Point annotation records
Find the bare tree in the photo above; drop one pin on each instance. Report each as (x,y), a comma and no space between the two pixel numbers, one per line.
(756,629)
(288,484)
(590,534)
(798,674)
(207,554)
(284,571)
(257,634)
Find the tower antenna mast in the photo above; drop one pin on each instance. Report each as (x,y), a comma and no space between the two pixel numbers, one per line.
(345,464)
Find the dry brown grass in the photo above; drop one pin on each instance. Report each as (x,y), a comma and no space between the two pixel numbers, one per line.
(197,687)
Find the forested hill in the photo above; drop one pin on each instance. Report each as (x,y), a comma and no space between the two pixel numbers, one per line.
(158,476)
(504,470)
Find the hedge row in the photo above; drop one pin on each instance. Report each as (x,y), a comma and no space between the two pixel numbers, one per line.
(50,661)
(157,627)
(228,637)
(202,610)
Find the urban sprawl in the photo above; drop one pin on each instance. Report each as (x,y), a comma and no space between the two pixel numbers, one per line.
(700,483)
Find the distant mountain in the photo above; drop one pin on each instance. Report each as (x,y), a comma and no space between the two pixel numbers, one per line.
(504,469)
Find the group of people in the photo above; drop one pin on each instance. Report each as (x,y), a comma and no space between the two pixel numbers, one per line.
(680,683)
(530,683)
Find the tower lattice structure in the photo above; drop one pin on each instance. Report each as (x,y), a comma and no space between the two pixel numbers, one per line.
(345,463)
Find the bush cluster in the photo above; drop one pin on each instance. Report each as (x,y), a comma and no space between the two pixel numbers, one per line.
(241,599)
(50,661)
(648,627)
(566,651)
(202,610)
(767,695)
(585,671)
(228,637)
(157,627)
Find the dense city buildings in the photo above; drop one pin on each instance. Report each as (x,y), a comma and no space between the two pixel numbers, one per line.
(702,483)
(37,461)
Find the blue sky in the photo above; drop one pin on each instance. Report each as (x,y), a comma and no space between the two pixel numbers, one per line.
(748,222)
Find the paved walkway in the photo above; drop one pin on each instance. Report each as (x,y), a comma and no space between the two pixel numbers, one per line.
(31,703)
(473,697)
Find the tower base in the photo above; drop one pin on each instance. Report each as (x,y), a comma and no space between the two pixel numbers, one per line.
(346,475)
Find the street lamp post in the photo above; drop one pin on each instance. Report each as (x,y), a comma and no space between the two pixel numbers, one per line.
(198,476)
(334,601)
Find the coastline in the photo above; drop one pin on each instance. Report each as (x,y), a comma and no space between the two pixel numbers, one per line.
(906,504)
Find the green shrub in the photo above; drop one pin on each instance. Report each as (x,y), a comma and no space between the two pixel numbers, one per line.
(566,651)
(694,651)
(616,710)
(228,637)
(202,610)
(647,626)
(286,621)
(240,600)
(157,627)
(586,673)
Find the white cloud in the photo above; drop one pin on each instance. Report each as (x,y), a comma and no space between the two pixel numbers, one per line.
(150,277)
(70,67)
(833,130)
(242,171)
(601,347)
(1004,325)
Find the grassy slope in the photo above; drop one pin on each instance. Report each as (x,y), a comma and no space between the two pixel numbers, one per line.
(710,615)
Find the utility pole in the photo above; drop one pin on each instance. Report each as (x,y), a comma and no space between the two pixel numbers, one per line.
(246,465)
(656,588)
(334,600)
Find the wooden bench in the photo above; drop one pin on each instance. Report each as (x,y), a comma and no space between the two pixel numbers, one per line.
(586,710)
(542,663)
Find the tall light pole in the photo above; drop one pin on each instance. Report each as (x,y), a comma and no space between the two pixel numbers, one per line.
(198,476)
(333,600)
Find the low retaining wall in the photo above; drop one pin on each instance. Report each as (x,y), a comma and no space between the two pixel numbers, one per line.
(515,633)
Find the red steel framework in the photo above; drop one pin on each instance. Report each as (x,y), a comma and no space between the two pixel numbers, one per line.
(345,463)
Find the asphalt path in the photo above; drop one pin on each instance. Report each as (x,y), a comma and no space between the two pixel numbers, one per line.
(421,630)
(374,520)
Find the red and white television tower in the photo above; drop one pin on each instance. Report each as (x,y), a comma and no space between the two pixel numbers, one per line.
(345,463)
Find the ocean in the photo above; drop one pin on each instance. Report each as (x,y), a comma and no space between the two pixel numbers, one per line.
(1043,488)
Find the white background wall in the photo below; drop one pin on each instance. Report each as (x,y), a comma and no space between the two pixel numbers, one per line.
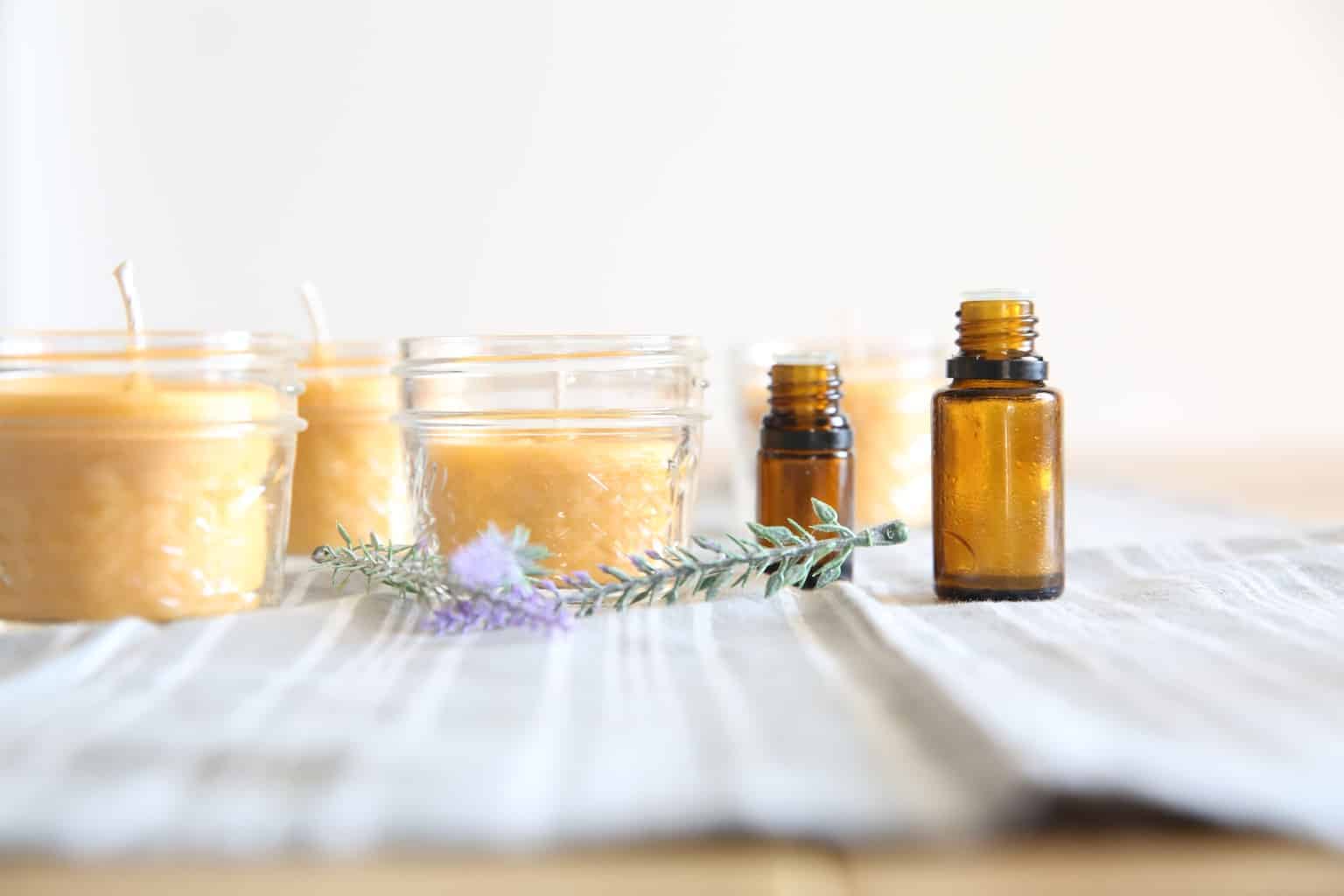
(1168,176)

• [GIVEN TASK]:
Output a faithful copy of the data, with each picture left out.

• [SOLUTION TO THIS PROBLEM]:
Find the bare tree in the photo above; drop one pin on each instance. Report each as (x,y), a comma and no space between the two pixel numbers, one per line.
(756,629)
(288,484)
(590,534)
(798,674)
(207,554)
(284,571)
(257,634)
Find the tower antenna mast in the photo above; drop one pin on each instance. Report each as (x,y), a comma and no space between the two pixel numbers, one per line.
(345,464)
Find the dry brown grass in the photo above; drop one pin on each instance. Report each as (x,y), a comma and no space between the two pixel numbers, one per line.
(197,687)
Find the forested hill in the photo above; drop one pin on each instance. Report each as (x,y), a comma and no space between the two pixel numbers, one per line.
(158,476)
(504,470)
Find the hedge row in the photo above; drop one pin on each instance. Report each as (x,y), a comma and no space between the two pixel numbers, one per line.
(50,661)
(157,627)
(228,637)
(202,610)
Find the urban sprawl in the photo above; drop one pin on each instance. Report each as (x,y), a comma and no space between the two pixel numbers, one per line.
(700,483)
Find the distant mountain in the photo above; drop one pin on each instance. Report each as (x,y), a comma and no space between the two pixel numbers, one per line.
(504,469)
Find the group of people in the photo above; drop one pin on each instance. Report each as (x,y), a comma and no space between the two pixel numbers, one per line.
(680,683)
(530,683)
Find the tower lattice structure in the photo above; drop one pin on each instance. Report each as (x,y), a comma and no space between the two pixel numbers, one per line.
(345,463)
Find the bush cluster in the photo above; drop one pin on each instance. Report each as (x,y), a comma and no space between the two pixel numbers, one per line.
(241,599)
(50,661)
(648,627)
(566,651)
(202,610)
(767,695)
(585,671)
(228,637)
(157,627)
Find the dense city buildings in the photo above; drop one pin on each instance. Report each as (x,y), a comma and no space between the two pixel numbers, one per line.
(702,483)
(37,461)
Find the blue sky in the photo above; drop one pin on each instance. Report each as (x,y), a comma and no space between the two pixel numbers, one per line.
(748,222)
Find the paved walkway in the photo above; drop one pin on each instance. Report each as (x,y), a comma and no space between the two pixel numbers, one per line.
(31,703)
(473,697)
Find the tower base in the photo above; drop one pin on each instance. Report each as (x,y), a comma and no space between the two pixel numbers, one per line.
(346,475)
Find the street lamp post in the photo above; drop one pin on each instance. Report each as (x,y), a comma and no space between the two pixel numbers, one per line.
(198,476)
(334,601)
Find the coastline in the photo above; drop one pin on each instance. Report each as (x,y), a comma and no space between the two pixel numbers, one per line.
(906,504)
Find the green shrub in the photo above; drop one pin on each instance. Report each as (x,y), a comma and no space between the two pixel numbers, one per line.
(566,651)
(694,651)
(616,710)
(228,637)
(202,610)
(647,626)
(286,621)
(240,600)
(157,627)
(586,673)
Find the white cloud in the photo above; drop one pin on each instance. Report each as (x,y), a comma and no space between the two pixel numbers, one per line.
(150,277)
(70,67)
(833,130)
(242,171)
(601,347)
(1004,325)
Find the grassy slope in the photo above; drop one pin on each instance. Report each as (x,y), a comma and no space between the two pixel numbers, one per line.
(710,615)
Find the utility pole in the photo above; drop one pin on each instance. Report each as (x,y), a comma and no space between the two pixel numbers, one per line.
(246,465)
(656,588)
(334,600)
Find the wooden bench in the photo above; drop one pin on each instance. Report each as (x,y), a comma and no space between the two pixel numbers, one per line.
(586,710)
(542,663)
Find the tall light pole in the photo above; drop one pin on each instance. Report each as (x,y), a comma and no space between the two pixel numbers, one per line.
(198,476)
(333,600)
Find the low retaining wall in the photo above; drop one pin on each instance. Report each as (x,y), a comma and no space between the two pixel numbers, one per line.
(515,633)
Find the red steel framework in the photo above; drop one pin on each instance. Report each as (x,y), a comma and no space between the two pixel numbers, one per line.
(345,463)
Find the asphalt path in the photo above; drop one pin on each instance. Report each as (x,y), a comma and no space between the two pixel numbers, one per line.
(421,630)
(374,520)
Find the red and white television tower in the photo above; drop one pin on each instance. Report each as (x,y), a comma and no space between the two pixel numbers, one per line.
(345,463)
Find the ocean in the photo above; drop one pin on each instance. Report each as (x,y), a comma and no space between the two pixel numbers, one per line.
(1043,488)
Find the white background wall in the photo below; drop one pin on each instance. Report each as (x,y), a comma and no space between the two pixel numbers, one per line.
(1168,176)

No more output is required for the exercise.